RECORD EXTRACTS:
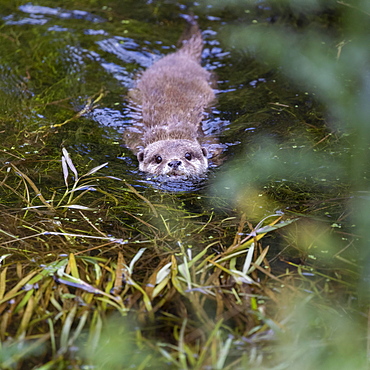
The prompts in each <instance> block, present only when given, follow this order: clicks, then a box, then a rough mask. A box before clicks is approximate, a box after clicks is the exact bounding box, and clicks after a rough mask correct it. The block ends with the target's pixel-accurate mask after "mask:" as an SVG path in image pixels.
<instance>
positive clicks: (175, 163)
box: [168, 160, 181, 170]
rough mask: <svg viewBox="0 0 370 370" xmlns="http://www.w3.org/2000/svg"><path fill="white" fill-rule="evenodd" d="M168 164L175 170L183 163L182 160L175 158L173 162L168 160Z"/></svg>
mask: <svg viewBox="0 0 370 370" xmlns="http://www.w3.org/2000/svg"><path fill="white" fill-rule="evenodd" d="M168 165H169V166H170V167H171V168H173V169H174V170H177V169H178V168H179V166H180V165H181V161H177V160H173V161H171V162H168Z"/></svg>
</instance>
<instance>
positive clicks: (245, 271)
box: [242, 243, 254, 274]
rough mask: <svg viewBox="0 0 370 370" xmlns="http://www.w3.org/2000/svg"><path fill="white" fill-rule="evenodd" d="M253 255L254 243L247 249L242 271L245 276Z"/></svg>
mask: <svg viewBox="0 0 370 370" xmlns="http://www.w3.org/2000/svg"><path fill="white" fill-rule="evenodd" d="M253 253H254V243H252V244H251V246H250V247H249V249H248V253H247V256H246V257H245V261H244V266H243V270H242V271H243V274H247V273H248V271H249V268H250V267H251V263H252V258H253Z"/></svg>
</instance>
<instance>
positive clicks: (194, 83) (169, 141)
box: [125, 26, 215, 177]
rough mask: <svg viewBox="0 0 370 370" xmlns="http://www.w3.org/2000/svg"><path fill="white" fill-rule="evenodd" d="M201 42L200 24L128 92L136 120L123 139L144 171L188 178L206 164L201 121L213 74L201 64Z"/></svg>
mask: <svg viewBox="0 0 370 370" xmlns="http://www.w3.org/2000/svg"><path fill="white" fill-rule="evenodd" d="M202 47H203V40H202V36H201V33H200V31H199V29H198V27H197V26H196V32H195V33H193V35H192V36H191V37H190V38H189V39H188V40H186V41H184V44H183V46H182V47H181V48H180V49H179V50H178V51H177V52H175V53H173V54H170V55H167V56H166V57H164V58H162V59H160V60H159V61H157V62H156V63H154V64H153V66H151V67H150V68H149V69H147V70H146V71H145V72H144V73H143V74H142V75H141V77H140V78H139V80H138V82H137V84H136V87H135V88H134V89H133V90H131V91H130V92H129V100H130V104H131V107H132V108H133V109H134V110H135V112H136V119H135V122H134V124H133V126H132V127H131V128H130V129H128V130H127V132H126V135H125V136H126V137H125V139H126V144H127V146H128V147H129V148H130V149H131V150H133V151H134V153H136V154H137V158H138V160H139V168H140V170H141V171H144V172H147V173H151V174H155V175H166V176H170V177H178V176H187V177H189V176H198V175H201V174H204V173H205V172H206V170H207V168H208V160H207V151H206V149H205V148H203V147H202V145H201V137H202V130H201V121H202V119H203V117H204V112H205V109H206V108H207V107H208V106H209V105H210V104H211V102H212V101H213V100H214V98H215V94H214V92H213V89H212V88H211V86H210V80H211V74H210V73H209V72H208V71H206V70H205V69H204V68H202V66H201V65H200V57H201V52H202Z"/></svg>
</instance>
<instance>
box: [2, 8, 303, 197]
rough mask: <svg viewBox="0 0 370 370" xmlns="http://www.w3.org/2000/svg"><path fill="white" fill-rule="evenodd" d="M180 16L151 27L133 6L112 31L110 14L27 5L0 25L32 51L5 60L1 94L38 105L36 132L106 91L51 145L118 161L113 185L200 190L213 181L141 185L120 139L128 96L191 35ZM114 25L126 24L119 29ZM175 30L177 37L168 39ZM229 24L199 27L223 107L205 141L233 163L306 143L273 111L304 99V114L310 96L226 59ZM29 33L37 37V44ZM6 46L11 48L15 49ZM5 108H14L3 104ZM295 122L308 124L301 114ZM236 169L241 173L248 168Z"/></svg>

INSTRUCTIONS TO FOLLOW: Starting at the top of the listing above, reproduce each line up to and including the one with "box: [242, 243, 254, 274]"; omit the pictures.

WORKED SOLUTION:
The prompts in each <instance> block, present only when given, follow this order: clicks, then a box, then a rough mask. A box before clicks is approximate, a box after clicks is the exact bounding box, and clicks after a rough mask correct it. The block ends with the target's pixel-accurate mask after "mask:" as an SVG path in image pixels.
<instance>
positive clicks: (175, 163)
box: [168, 160, 181, 170]
rough mask: <svg viewBox="0 0 370 370" xmlns="http://www.w3.org/2000/svg"><path fill="white" fill-rule="evenodd" d="M168 164L175 170L183 163L182 160L175 158L173 162L168 160Z"/></svg>
mask: <svg viewBox="0 0 370 370" xmlns="http://www.w3.org/2000/svg"><path fill="white" fill-rule="evenodd" d="M168 165H169V166H170V167H171V168H173V169H174V170H177V169H178V168H179V166H180V165H181V161H177V160H173V161H171V162H168Z"/></svg>
</instance>
<instance>
positive clicks: (245, 271)
box: [242, 243, 254, 274]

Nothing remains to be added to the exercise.